§ **What you have to do**
Copy out every line of the data below, guideline text included, but shift each bounding-box coordinate by adding 66 to it. Omit the pictures from your answer.

■ ■ ■ ■

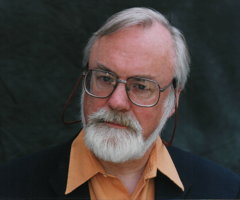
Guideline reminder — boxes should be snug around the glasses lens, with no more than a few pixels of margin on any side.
[85,70,116,97]
[127,77,160,106]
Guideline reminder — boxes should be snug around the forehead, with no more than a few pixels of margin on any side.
[89,24,174,81]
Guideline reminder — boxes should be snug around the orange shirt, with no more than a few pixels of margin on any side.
[65,131,184,200]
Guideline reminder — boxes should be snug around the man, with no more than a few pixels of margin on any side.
[0,8,240,200]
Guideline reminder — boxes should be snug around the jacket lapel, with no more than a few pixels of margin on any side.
[49,140,90,199]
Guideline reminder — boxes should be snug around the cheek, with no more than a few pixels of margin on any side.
[135,107,162,138]
[83,94,106,121]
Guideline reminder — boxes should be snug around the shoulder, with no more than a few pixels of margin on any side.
[168,147,240,199]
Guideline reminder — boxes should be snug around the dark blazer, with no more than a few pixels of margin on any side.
[0,135,240,199]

■ ■ ■ ■

§ **Solved exercise**
Guideline reminder — boxes should be snug around the glasses lens, with no more than a few pixels of margin on any side.
[151,136,182,163]
[193,143,226,172]
Guideline reminder — boxes should be snug around the forehead, with no more than a few pixels of margin on any side.
[155,90,240,147]
Guideline reminder — boxes should be snug around the orange shirt, with no more than a few pixels of margin on any side.
[131,197,250,266]
Guideline reminder — boxes should be snug around the man, with no more than a few pixels of margin on any side.
[66,74,306,266]
Guideline reminder — boxes should be snug around the jacket lapel, with no more than a few pixels of margin on any side.
[115,206,156,265]
Guideline reminder — boxes should be snug around the cheek, with no more than a few pixels of margin on any side.
[201,173,228,204]
[149,160,172,187]
Guideline reminder — boxes should be snug around the shoulder, with no more than a few pixels of margin on any side.
[234,213,306,265]
Guideline reminder — boxes should be snug around the dark blazer, with no more than a few pixels of margin on any side.
[66,201,306,265]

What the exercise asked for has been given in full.